** Exercise objective **
Transcribe word for word the lines below from the line with "Target: golden brown crust" through the line with "[indicate] one point per instance, sample <point>5,124</point>.", ends included.

** Provided material **
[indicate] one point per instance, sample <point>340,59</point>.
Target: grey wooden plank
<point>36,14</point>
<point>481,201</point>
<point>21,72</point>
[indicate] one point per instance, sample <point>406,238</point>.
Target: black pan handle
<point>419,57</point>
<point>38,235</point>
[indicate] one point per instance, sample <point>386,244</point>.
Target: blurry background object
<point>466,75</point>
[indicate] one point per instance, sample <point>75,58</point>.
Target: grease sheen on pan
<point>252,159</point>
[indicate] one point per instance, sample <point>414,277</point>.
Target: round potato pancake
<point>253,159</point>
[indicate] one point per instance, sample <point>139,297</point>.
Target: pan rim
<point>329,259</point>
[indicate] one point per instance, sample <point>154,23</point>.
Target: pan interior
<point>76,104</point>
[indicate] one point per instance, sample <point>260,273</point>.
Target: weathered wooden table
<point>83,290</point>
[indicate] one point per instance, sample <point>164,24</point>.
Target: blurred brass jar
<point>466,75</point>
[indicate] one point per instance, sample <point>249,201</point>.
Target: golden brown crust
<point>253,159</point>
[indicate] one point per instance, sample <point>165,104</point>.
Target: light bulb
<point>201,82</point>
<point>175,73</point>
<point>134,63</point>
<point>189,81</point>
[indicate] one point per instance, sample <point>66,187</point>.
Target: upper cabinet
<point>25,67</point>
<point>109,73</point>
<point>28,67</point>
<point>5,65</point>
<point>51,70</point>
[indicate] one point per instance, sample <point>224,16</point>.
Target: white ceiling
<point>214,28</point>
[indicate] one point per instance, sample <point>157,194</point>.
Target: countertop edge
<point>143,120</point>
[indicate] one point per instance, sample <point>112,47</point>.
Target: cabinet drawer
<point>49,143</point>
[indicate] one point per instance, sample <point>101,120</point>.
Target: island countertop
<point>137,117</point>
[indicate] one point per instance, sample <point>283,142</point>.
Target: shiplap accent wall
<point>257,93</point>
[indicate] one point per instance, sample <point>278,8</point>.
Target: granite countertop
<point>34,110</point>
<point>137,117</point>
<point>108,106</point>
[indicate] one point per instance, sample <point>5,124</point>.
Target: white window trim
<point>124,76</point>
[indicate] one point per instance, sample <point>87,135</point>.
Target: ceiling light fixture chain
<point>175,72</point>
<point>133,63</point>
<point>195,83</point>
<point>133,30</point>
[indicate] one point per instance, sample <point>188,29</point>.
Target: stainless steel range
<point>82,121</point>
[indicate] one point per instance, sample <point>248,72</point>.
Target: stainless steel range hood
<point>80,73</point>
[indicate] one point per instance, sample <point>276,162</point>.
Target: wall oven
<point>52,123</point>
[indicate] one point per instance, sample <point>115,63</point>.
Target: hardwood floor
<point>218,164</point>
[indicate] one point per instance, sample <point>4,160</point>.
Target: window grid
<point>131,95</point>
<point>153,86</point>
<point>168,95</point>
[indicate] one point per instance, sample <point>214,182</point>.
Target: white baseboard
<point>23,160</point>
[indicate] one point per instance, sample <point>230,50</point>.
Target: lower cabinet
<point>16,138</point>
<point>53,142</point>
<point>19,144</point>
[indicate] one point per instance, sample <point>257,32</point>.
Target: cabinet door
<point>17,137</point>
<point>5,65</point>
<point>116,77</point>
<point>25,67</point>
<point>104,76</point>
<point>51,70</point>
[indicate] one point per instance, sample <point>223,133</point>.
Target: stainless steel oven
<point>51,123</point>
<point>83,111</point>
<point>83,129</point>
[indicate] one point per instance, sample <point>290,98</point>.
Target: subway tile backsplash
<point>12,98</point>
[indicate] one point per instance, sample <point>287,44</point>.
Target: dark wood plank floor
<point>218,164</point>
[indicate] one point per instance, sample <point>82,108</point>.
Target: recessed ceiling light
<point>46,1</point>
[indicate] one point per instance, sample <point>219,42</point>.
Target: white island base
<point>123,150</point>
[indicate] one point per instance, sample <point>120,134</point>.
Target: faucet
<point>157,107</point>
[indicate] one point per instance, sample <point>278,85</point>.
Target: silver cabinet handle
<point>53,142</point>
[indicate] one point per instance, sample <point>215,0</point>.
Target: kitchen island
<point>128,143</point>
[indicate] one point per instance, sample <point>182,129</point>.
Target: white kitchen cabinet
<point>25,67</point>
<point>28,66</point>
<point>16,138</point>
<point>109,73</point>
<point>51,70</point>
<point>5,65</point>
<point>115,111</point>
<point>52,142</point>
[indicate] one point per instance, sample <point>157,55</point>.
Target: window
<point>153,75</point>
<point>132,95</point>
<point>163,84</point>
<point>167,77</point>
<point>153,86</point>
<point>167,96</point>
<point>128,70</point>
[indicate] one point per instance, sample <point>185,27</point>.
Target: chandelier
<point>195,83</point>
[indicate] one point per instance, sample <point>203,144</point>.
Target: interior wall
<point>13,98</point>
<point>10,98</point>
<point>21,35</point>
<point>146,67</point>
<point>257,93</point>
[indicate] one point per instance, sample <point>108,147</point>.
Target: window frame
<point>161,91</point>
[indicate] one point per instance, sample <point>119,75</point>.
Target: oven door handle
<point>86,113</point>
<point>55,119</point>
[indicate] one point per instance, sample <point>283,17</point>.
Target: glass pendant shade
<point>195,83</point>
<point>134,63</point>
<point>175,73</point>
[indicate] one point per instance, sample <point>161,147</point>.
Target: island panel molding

** Answer **
Target: golden brown crust
<point>253,159</point>
[indicate] one point per instance, sample <point>165,104</point>.
Target: light bulb
<point>201,82</point>
<point>175,73</point>
<point>134,63</point>
<point>189,81</point>
[indicate] one point per instance, sample <point>66,187</point>.
Target: upper cabinet
<point>25,67</point>
<point>109,73</point>
<point>28,67</point>
<point>5,65</point>
<point>51,70</point>
[indicate] one point per instance, sample <point>224,16</point>.
Target: white ceiling
<point>214,28</point>
[indicate] one point per instance, sample <point>157,194</point>.
Target: countertop edge
<point>143,120</point>
[indicate] one point per instance, sample <point>112,47</point>.
Target: cabinet drawer
<point>49,143</point>
[indicate] one point per instance, sample <point>101,120</point>.
Target: island countertop
<point>137,117</point>
[indicate] one point per instance, sample <point>283,142</point>.
Target: shiplap accent wall
<point>257,93</point>
[indicate] one point per instance, sample <point>278,8</point>.
Target: granite countertop
<point>34,110</point>
<point>137,117</point>
<point>108,106</point>
[indicate] one point per instance, sample <point>5,124</point>.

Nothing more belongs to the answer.